__PROVIDED TEXT__.
----

When using checkout: self, the repository is checked out to $(Pipeline.Workspace)/s, and your .yarn folder usually resides in the repository itself.

Note

Pipeline.Workspace is the local path on the agent running your pipeline where all directories are created. This variable has the same value as Agent.BuildDirectory.

Ensure you update the variable YARN_CACHE_FOLDER if using anything other than checkout: self as this should point to the repository where .yarn resides.

Restore keys

restoreKeys can be used if one wants to query against multiple exact keys or key prefixes. This is used to fall back to another key in the case that a key doesn't yield a hit. A restore key searches for a key by prefix and yield the latest created cache entry as a result. This is useful if the pipeline is unable to find an exact match but wants to use a partial cache hit instead. To insert multiple restore keys, delimit them by using a new line to indicate the restore key (see the example for more details). The order of which restore keys will be tried against will be from top to bottom.

----

__RAW RECORDS__.
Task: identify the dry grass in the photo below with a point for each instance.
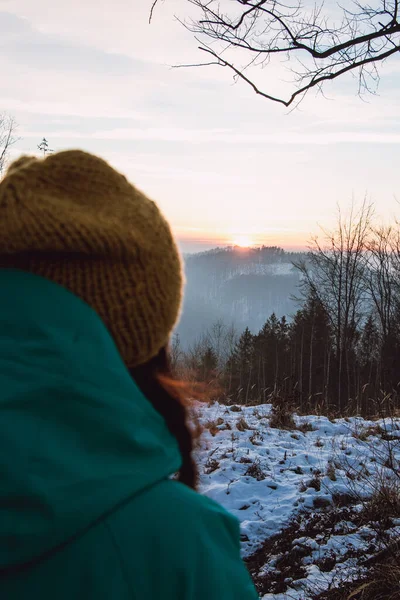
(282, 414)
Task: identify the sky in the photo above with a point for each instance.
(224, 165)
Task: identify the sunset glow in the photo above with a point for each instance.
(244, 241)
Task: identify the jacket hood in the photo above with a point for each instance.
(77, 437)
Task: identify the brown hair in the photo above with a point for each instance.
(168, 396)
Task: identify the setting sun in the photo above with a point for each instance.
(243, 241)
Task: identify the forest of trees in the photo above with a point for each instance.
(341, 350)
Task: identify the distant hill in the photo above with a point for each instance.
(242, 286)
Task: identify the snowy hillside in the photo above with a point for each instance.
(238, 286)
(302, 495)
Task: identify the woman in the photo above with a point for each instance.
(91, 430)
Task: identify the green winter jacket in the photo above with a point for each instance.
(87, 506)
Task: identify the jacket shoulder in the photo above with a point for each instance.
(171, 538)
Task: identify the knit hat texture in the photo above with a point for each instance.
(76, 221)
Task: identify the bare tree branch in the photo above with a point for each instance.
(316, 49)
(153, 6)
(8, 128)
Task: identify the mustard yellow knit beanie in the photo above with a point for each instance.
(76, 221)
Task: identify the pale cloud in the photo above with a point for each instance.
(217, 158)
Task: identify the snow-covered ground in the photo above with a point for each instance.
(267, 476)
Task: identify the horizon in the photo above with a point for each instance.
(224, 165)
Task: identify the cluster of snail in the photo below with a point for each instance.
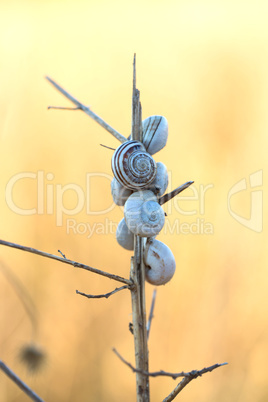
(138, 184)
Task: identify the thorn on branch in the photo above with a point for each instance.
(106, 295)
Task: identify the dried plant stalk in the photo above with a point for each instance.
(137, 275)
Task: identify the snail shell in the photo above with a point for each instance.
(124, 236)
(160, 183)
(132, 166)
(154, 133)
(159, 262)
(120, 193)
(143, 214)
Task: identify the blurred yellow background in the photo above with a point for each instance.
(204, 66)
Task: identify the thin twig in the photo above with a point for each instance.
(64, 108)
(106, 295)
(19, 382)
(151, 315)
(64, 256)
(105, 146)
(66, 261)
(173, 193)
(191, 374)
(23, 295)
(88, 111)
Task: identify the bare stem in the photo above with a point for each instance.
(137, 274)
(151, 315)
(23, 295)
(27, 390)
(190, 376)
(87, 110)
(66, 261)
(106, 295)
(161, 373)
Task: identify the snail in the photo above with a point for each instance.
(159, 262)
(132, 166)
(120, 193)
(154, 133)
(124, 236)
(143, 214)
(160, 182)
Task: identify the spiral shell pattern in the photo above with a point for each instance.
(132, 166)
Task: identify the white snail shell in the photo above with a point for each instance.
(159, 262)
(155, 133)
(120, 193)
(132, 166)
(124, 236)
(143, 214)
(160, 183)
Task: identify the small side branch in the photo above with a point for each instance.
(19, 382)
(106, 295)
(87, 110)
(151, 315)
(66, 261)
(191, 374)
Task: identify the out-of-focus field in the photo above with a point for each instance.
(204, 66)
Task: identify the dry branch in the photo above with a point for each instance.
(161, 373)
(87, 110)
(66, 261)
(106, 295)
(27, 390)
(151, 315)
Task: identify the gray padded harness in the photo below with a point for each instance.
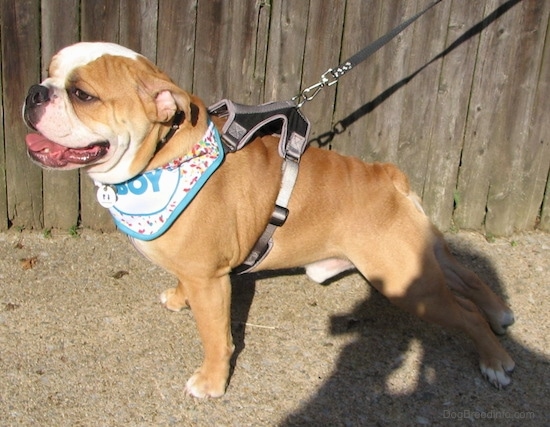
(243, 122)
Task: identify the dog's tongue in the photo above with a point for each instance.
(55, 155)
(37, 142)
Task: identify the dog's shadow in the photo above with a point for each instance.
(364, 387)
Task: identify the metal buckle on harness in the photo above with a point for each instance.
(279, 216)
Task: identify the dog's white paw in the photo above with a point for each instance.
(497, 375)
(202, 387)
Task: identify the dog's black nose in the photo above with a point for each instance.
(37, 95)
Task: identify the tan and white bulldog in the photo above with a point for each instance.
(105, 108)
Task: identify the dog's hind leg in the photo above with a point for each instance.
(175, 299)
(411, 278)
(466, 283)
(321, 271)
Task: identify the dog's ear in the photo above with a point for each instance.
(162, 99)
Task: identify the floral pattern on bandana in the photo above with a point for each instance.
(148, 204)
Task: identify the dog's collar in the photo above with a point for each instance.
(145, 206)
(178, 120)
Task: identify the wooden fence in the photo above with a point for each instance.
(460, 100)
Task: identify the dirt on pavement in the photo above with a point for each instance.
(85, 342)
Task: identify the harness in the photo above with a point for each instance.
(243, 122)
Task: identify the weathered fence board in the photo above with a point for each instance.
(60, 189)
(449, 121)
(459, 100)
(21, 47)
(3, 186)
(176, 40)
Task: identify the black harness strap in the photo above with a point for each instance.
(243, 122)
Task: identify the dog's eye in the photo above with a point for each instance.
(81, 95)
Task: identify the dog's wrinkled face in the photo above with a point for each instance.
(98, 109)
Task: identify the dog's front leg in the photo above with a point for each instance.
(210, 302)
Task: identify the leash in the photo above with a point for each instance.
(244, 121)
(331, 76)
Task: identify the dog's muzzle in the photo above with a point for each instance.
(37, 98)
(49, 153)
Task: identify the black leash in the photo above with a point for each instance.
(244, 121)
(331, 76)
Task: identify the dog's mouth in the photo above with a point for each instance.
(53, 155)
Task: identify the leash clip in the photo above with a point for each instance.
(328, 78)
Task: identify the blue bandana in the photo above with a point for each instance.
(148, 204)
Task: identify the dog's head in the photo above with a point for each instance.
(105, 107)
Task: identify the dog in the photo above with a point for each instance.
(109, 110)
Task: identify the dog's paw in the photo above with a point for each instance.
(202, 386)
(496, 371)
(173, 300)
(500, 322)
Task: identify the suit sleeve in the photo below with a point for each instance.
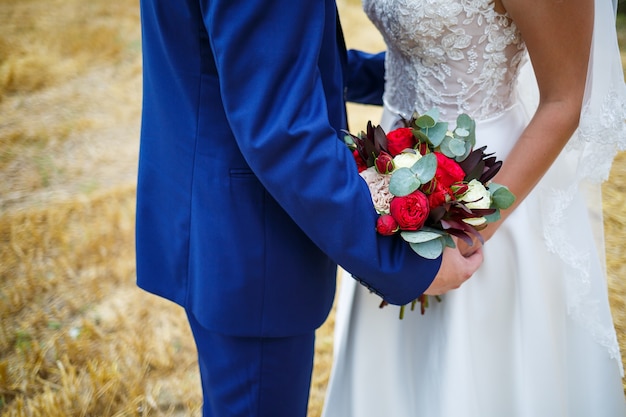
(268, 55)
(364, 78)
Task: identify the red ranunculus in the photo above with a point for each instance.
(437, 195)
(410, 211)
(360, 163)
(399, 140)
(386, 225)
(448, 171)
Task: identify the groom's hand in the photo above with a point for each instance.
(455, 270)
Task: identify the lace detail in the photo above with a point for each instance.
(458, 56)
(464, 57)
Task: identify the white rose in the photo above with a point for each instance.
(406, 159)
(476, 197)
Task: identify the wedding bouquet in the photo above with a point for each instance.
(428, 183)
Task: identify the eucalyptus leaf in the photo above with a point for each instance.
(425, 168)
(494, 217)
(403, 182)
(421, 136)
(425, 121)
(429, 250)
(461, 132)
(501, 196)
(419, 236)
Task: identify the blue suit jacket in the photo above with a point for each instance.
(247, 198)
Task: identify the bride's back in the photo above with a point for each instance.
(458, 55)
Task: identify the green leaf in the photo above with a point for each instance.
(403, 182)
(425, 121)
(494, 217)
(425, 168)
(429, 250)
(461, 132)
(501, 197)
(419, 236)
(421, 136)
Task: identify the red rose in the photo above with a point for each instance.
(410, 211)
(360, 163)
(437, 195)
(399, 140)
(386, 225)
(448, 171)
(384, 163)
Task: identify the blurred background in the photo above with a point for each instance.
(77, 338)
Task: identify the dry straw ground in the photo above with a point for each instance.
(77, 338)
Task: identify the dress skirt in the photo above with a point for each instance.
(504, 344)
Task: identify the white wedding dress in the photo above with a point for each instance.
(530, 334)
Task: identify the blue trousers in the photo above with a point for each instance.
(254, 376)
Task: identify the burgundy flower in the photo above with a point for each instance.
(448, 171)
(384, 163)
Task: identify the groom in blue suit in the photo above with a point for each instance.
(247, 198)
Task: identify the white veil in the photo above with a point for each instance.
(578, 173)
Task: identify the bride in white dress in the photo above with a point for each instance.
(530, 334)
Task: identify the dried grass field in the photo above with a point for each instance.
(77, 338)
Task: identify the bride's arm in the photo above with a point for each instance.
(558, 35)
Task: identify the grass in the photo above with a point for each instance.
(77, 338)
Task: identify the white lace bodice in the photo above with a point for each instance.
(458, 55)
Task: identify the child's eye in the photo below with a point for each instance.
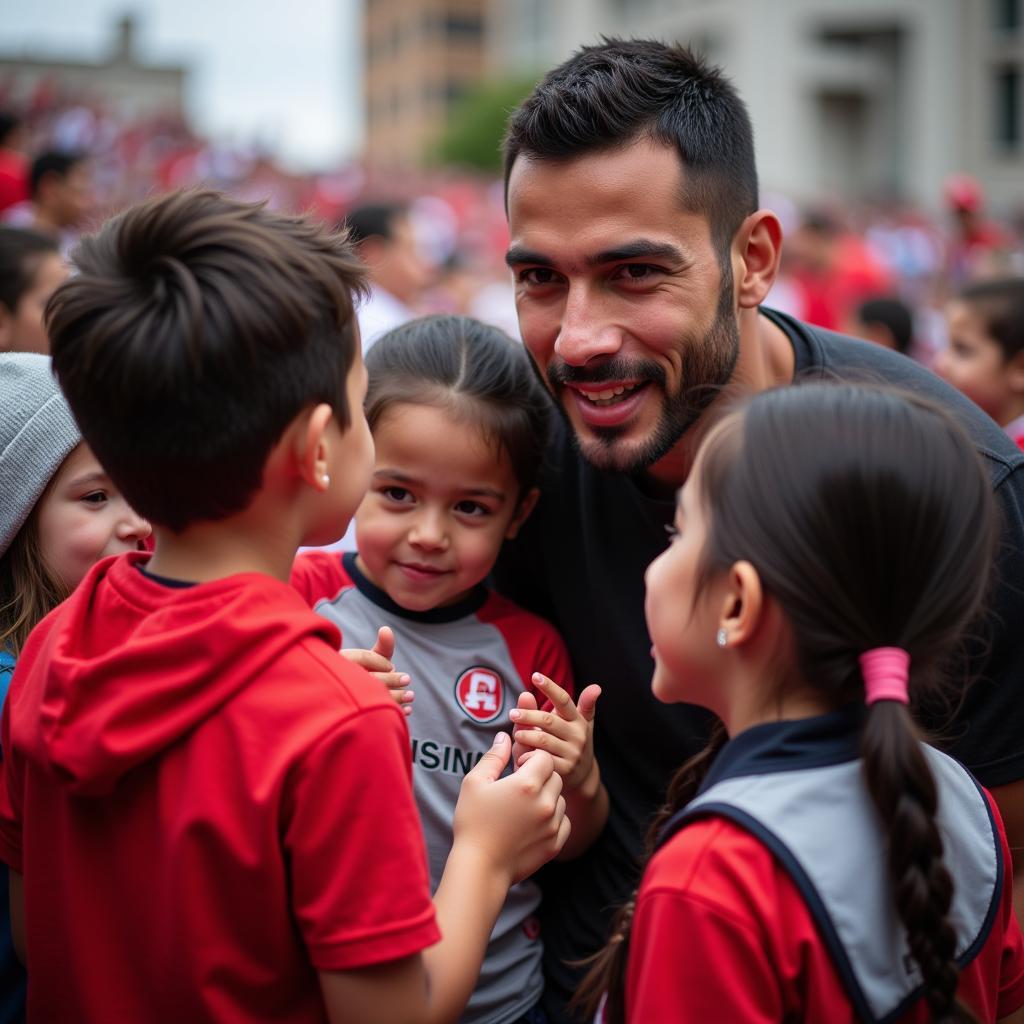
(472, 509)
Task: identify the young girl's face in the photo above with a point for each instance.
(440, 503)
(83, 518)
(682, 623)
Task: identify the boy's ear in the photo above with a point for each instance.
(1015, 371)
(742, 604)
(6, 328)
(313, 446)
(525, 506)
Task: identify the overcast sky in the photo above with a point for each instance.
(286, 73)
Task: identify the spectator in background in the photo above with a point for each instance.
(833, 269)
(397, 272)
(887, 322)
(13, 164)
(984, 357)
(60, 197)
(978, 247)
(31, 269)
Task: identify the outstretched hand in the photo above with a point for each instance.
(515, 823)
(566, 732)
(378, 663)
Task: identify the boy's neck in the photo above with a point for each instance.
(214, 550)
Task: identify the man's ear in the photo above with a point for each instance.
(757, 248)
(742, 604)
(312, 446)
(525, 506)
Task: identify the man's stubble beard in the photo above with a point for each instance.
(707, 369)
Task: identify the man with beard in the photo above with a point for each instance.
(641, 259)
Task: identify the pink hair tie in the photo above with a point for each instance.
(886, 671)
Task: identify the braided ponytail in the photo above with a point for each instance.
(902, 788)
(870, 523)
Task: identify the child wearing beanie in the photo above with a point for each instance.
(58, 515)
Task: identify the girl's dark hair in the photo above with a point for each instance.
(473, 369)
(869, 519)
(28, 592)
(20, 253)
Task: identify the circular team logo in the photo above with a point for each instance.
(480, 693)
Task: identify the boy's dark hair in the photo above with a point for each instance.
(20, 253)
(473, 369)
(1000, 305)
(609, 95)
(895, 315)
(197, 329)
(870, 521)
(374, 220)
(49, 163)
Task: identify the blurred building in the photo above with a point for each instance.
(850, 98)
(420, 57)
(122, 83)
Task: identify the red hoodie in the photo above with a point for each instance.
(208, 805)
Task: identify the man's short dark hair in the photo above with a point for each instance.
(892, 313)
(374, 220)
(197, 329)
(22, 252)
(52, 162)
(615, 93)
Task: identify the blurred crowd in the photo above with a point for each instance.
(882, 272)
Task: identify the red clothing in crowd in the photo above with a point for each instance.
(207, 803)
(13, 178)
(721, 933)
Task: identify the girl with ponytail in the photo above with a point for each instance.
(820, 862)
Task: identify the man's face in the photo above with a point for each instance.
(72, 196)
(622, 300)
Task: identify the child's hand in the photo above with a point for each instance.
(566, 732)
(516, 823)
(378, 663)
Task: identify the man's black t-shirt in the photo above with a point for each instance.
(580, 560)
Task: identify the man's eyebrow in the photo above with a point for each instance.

----

__SET PROBLEM A__. Translate this sentence from the pipeline caching text into Spanish: "Pipeline.Workspace is the local path on the agent running your pipeline where all directories are created."
__SET PROBLEM B__. Continue the passage on pipeline caching and restore keys from its last sentence.
The material has no part in the work that follows.

__WRITTEN REPLY A__. Pipeline.Workspace es la ruta local en el agente que ejecuta su canalización donde se crean todos los directorios.

__WRITTEN REPLY B__.
Required software on self-hosted agent

Archive software / Platform	Windows	Linux	Mac
GNU Tar	Required	Required	No
BSD Tar	No	No	Required
7-Zip	Recommended	No	No

The above executables need to be in a folder listed in the PATH environment variable. Keep in mind that the hosted agents come with the software included, this is only applicable for self-hosted agents.

Example:

Here's an example of how to use restore keys by Yarn:

variables:
  YARN_CACHE_FOLDER: $(Pipeline.Workspace)/.yarn

steps:
- task: Cache@2
  inputs:
    key: '"yarn" | "$(Agent.OS)" | yarn.lock'
    restoreKeys: |
       yarn | "$(Agent.OS)"
       yarn
    path: $(YARN_CACHE_FOLDER)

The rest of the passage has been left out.